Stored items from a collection
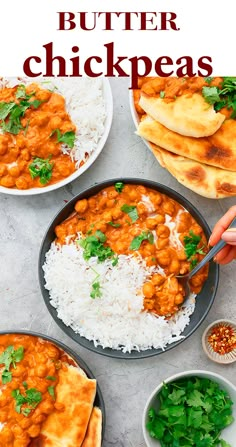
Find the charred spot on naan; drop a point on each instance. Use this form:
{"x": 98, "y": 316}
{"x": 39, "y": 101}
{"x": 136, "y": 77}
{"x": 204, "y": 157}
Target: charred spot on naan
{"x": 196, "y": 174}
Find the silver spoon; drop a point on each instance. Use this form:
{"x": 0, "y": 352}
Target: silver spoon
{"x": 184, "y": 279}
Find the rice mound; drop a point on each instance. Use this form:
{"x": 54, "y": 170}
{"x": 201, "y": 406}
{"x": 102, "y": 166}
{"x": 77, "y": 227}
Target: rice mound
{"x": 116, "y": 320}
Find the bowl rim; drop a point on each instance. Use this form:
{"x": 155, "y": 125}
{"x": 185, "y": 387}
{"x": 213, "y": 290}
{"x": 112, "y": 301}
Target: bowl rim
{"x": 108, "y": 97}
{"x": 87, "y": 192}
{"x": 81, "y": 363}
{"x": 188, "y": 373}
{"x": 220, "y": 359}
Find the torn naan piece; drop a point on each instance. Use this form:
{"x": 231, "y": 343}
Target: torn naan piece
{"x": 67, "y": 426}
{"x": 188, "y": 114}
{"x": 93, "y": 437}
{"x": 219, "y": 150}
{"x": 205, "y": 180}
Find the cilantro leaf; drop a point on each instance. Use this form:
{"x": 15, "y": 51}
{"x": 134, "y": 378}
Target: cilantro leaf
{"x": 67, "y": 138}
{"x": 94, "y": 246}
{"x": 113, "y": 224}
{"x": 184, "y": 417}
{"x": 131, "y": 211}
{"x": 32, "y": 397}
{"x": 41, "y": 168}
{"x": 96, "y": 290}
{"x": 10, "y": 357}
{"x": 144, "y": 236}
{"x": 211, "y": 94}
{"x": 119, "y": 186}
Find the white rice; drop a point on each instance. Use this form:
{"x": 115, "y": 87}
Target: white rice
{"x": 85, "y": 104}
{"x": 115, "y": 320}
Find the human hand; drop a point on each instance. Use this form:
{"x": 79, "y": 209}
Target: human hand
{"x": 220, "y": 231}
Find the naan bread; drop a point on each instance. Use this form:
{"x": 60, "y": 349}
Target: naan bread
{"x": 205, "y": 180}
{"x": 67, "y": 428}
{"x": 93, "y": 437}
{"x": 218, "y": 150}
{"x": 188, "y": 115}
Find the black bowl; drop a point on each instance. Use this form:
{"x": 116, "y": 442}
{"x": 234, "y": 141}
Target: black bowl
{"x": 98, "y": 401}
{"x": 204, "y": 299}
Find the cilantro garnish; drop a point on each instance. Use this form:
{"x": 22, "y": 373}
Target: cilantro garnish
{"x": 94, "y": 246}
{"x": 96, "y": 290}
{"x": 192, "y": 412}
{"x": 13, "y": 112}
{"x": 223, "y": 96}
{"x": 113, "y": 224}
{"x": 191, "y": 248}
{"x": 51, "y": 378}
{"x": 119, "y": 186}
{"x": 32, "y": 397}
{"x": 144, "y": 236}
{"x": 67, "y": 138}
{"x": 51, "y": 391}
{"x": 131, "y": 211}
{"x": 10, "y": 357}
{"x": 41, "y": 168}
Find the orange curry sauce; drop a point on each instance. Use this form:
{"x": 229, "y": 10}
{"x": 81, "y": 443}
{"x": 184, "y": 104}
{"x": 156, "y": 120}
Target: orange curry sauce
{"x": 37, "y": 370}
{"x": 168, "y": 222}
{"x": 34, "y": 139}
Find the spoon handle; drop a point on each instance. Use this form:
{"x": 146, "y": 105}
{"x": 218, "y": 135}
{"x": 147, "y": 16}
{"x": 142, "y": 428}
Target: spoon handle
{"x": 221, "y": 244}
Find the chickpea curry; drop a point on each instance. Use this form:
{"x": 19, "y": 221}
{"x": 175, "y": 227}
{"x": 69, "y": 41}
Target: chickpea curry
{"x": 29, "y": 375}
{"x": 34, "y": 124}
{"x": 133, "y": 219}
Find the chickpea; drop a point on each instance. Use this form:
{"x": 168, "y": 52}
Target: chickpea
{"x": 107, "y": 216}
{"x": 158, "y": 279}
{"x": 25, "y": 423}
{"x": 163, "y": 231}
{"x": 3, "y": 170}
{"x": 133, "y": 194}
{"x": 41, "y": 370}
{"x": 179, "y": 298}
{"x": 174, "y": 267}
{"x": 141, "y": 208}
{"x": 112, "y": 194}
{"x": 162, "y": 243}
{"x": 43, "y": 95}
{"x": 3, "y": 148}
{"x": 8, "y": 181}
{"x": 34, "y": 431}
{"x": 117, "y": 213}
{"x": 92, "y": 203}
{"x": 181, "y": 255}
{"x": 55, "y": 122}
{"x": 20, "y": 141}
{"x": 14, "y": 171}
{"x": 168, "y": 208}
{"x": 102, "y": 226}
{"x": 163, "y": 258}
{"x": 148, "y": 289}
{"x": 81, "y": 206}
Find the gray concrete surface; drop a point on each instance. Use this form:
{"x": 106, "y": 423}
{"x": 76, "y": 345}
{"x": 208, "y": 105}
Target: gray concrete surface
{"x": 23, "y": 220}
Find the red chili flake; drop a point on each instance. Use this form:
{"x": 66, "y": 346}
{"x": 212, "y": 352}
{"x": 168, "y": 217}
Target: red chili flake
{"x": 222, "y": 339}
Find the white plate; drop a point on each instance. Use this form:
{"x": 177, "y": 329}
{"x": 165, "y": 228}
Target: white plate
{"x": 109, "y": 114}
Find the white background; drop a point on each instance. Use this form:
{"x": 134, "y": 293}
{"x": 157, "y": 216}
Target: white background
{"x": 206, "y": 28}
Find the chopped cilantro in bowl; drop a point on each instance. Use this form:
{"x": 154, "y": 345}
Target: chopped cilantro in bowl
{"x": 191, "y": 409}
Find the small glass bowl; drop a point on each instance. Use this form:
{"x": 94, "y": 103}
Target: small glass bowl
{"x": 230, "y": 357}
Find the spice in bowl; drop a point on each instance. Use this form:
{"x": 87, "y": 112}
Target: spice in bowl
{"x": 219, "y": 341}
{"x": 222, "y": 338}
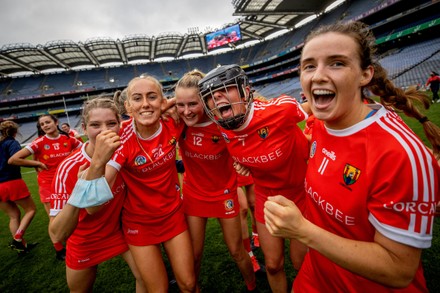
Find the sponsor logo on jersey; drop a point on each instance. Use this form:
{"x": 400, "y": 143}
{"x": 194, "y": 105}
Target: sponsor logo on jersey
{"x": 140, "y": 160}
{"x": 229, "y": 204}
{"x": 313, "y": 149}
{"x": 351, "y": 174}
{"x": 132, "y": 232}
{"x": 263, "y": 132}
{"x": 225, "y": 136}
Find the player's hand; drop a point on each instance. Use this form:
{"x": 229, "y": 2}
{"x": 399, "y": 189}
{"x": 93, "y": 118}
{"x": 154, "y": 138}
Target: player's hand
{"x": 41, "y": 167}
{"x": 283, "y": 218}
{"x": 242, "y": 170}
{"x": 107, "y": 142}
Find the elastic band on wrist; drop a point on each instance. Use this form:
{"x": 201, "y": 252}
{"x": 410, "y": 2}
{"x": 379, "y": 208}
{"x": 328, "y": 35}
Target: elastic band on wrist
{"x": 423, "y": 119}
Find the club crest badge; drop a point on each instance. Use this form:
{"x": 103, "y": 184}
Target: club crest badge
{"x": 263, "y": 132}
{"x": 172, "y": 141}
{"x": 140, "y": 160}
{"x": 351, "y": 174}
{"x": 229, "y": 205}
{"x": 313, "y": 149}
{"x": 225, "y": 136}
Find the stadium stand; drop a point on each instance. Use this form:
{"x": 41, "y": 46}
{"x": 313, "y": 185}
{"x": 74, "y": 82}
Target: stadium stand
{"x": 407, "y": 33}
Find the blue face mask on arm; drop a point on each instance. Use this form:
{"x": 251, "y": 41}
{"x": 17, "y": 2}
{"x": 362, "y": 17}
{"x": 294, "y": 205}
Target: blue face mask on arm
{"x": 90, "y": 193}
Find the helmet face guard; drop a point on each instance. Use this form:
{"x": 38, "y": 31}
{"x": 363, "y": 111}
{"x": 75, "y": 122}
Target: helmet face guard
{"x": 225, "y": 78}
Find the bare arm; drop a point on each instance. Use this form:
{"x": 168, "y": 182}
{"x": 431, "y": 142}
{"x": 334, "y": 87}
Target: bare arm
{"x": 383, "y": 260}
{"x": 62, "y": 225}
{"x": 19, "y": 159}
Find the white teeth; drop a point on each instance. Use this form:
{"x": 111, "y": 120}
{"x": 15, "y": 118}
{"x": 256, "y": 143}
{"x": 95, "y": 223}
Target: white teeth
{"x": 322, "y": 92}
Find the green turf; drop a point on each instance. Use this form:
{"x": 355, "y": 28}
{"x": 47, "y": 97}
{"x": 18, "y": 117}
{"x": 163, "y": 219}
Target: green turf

--

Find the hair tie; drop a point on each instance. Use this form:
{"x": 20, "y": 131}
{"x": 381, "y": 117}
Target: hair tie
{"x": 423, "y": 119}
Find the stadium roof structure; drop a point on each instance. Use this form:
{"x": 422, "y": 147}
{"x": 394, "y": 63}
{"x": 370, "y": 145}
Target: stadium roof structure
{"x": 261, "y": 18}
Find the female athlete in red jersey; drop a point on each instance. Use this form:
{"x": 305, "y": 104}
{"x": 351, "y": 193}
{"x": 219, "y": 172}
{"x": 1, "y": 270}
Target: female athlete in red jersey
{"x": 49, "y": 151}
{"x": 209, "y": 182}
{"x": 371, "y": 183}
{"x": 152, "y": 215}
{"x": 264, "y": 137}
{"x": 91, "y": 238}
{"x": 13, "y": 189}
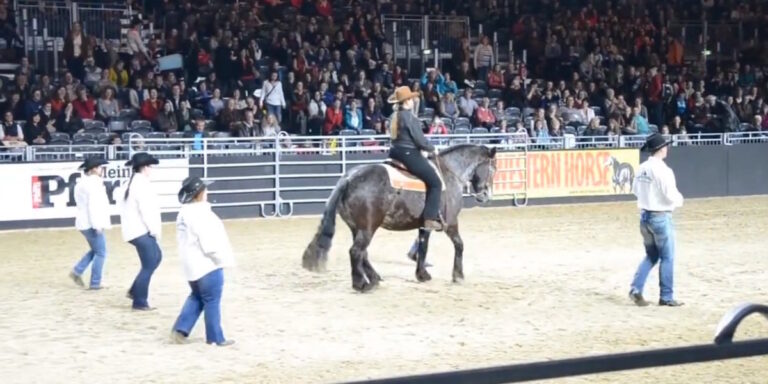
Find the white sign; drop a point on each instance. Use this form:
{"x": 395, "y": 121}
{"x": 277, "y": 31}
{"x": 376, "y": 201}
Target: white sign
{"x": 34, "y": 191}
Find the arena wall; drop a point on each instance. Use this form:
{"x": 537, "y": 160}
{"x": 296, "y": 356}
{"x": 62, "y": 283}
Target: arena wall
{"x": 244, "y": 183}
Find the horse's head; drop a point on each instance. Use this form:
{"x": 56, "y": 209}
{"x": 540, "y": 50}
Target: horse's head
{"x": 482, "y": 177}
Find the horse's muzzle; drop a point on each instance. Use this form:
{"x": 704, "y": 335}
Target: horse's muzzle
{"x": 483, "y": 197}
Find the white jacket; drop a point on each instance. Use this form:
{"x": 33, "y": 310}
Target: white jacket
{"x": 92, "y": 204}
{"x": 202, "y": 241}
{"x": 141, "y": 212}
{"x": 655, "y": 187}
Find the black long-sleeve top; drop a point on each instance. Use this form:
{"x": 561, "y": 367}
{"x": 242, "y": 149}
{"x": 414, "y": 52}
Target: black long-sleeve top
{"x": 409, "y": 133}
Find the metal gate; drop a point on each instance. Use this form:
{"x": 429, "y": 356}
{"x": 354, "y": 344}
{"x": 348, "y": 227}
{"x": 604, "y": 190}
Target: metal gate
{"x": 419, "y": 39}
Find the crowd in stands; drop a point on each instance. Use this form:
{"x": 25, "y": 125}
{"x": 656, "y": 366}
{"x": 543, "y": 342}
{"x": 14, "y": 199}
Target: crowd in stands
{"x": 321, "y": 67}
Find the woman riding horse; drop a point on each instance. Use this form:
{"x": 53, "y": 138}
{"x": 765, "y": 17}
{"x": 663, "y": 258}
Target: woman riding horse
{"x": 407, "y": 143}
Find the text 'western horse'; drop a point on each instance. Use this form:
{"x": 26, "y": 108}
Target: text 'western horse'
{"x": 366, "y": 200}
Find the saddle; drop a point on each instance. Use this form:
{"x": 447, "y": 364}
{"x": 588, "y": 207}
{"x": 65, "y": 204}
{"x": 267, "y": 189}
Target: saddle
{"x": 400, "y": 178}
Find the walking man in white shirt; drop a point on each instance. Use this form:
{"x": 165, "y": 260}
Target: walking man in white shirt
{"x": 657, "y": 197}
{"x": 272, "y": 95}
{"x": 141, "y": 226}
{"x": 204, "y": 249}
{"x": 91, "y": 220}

==

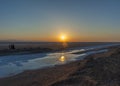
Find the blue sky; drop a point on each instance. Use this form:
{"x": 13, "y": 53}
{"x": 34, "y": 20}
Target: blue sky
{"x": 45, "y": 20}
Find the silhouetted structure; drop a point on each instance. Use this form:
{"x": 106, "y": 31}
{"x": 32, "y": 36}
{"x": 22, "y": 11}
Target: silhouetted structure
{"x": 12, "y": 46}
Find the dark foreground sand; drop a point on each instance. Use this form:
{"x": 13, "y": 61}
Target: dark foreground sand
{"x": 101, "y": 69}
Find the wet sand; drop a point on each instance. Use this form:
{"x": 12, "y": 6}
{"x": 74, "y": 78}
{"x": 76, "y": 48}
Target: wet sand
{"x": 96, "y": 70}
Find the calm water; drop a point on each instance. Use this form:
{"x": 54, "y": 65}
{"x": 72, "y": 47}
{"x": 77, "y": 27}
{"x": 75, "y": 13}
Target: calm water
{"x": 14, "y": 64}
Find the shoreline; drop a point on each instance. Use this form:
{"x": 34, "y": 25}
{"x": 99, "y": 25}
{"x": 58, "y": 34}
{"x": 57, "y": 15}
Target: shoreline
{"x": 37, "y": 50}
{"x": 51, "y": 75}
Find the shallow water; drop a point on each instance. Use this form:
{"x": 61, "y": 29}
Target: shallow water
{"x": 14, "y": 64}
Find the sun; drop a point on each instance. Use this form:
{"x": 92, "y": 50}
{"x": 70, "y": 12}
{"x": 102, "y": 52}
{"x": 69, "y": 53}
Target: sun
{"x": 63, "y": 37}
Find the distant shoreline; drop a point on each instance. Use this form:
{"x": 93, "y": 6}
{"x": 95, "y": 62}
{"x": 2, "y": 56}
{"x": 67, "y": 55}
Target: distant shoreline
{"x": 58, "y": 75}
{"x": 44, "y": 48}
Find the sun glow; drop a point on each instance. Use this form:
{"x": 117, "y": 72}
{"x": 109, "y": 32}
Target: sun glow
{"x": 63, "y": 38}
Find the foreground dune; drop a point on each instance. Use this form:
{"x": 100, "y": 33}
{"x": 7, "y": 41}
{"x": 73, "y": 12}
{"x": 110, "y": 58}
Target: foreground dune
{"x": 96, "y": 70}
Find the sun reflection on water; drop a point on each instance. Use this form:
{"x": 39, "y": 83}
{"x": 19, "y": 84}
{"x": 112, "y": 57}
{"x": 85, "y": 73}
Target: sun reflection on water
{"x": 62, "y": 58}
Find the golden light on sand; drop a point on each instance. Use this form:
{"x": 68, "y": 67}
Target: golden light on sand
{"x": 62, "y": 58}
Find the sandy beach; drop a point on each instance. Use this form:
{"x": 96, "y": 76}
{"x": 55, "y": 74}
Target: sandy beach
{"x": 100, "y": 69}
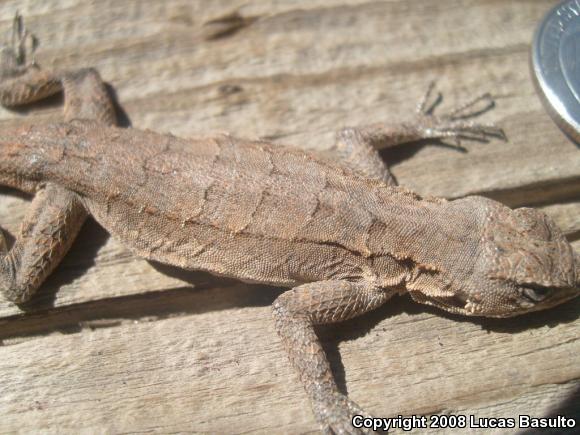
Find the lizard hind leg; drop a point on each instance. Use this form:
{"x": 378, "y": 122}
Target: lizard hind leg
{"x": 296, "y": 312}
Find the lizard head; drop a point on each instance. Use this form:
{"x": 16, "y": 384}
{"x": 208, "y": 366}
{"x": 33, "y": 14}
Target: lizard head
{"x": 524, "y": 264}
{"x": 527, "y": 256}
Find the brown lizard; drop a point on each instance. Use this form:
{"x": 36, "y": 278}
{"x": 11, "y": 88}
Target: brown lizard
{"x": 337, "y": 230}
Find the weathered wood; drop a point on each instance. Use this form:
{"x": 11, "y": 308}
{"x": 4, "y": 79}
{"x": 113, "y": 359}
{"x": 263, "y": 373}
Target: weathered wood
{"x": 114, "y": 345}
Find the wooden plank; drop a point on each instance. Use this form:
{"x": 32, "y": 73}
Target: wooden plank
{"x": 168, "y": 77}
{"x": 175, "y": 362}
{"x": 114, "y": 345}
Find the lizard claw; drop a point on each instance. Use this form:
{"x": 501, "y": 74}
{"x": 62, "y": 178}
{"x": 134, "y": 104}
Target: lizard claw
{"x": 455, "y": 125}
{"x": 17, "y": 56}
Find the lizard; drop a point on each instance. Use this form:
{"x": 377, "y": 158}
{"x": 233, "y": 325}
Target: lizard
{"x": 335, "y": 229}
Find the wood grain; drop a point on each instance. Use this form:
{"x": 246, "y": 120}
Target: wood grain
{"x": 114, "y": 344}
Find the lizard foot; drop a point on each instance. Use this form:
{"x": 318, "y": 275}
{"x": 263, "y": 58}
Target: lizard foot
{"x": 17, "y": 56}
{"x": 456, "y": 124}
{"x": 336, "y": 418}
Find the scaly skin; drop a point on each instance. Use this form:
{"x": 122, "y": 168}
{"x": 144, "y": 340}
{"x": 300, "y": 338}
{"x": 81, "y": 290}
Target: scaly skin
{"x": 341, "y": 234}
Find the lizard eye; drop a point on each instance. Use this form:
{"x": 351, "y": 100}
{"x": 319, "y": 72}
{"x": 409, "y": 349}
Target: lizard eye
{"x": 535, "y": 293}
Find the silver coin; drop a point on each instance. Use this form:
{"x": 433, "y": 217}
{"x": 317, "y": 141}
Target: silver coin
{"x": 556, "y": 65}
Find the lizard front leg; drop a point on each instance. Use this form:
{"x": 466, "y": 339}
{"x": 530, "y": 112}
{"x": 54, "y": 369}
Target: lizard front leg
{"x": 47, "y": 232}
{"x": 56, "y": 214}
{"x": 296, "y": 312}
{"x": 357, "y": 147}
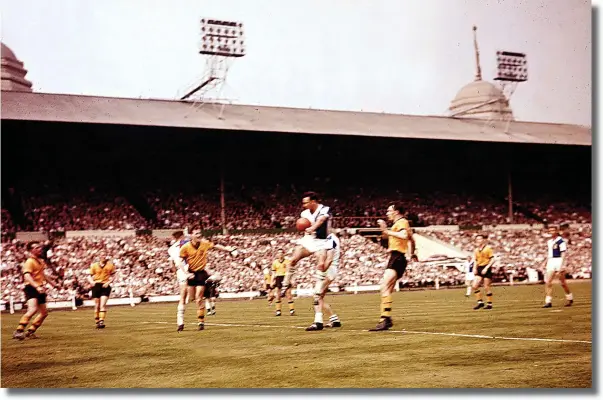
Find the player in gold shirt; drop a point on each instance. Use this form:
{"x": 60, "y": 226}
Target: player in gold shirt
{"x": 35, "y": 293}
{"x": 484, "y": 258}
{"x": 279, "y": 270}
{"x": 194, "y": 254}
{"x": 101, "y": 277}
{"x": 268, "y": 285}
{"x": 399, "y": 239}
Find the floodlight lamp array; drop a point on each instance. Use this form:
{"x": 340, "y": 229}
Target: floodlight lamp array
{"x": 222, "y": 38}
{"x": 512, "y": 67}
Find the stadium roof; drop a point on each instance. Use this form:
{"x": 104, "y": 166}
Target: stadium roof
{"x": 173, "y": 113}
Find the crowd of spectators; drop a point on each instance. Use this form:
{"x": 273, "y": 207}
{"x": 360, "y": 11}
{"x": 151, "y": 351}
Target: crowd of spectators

▶ **REQUIRED WORK**
A complete answer reproduces every line of the records in which the word "turf" occurs.

▶ **SOLUTION TO THIS TASK**
Find the green turf; drop a point on each instance. Use this form:
Target: green turf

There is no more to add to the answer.